**Set exercise**
From the database course summary, repeat word for word the part that begins with the words containing "You should use" and ends with "as you progress.".

12
  • COURSE SUMMARY

    This is the final week already! We hope that you have enjoyed the database development course and that you have enjoyed learning about the various theoretical and practical aspects involved in database development, from developing an understanding of client data, to the design of a representation, the iterative steps in this process of design, to the initial construction of the database itself, through to fine-tuning and the steps of normalisation etc., indeed, if a relational database is the right option, or perhaps you might have opted for a noSQL database, who knows! …

    You should use this week to read through the below, and reflect on the various things you have learned. Please feel free to refer to some of the material you have already processed – there are several separate subjects covered within this database development course, which is challenging, and you should give yourself every opportunity to reflect on the material, and re-visit some of it as you progress.

    As this is the final week there is only this course summary, there are no specific learning outcomes. ‘revision’ week therefore consists of a course summary.

    Good luck with you future database endevours!

    Download PDF Version

  • 12.1 Week 1: Introduction to database systems

    We introduced the idea of data and the potential for the vast amounts of data that are available to be exploited, i.e., converted into useful information. We distinguished between structured data unstructured data and mentioned that structured data is far easier to exploit, computationally, compared with unstructured data.

**Material supplied**
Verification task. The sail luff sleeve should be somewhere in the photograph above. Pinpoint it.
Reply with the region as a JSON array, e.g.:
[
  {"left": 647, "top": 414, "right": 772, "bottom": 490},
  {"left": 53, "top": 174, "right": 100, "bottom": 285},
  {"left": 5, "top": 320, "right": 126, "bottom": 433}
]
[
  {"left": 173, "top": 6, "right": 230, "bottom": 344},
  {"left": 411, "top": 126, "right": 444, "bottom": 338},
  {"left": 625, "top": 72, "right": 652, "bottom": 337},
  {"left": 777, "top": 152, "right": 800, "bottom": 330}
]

--

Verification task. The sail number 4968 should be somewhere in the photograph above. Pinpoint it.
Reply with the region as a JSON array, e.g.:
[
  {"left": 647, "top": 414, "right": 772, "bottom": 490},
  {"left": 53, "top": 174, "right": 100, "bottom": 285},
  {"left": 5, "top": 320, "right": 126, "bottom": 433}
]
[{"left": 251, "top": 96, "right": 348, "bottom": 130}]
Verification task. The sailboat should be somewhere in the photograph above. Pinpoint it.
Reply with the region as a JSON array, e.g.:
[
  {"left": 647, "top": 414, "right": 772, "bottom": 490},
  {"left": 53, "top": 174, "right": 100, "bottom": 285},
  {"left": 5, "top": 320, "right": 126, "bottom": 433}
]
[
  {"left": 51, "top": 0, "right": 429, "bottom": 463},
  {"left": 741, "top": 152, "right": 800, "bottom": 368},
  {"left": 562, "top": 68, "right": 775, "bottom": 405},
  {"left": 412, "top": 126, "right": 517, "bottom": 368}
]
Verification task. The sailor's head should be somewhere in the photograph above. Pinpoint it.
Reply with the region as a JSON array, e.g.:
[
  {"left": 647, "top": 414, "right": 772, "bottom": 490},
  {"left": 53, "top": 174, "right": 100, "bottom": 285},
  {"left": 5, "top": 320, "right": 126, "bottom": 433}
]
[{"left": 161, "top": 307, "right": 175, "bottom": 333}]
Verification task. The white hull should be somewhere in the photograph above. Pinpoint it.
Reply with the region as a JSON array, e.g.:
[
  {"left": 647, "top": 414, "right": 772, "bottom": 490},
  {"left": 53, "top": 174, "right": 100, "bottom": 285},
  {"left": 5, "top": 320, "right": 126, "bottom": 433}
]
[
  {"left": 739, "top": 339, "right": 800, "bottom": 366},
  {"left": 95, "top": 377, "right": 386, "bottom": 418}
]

**Output of the exercise**
You should use this week to read through the below, and reflect on the various things you have learned. Please feel free to refer to some of the material you have already processed – there are several separate subjects covered within this database development course, which is challenging, and you should give yourself every opportunity to reflect on the material, and re-visit some of it as you progress.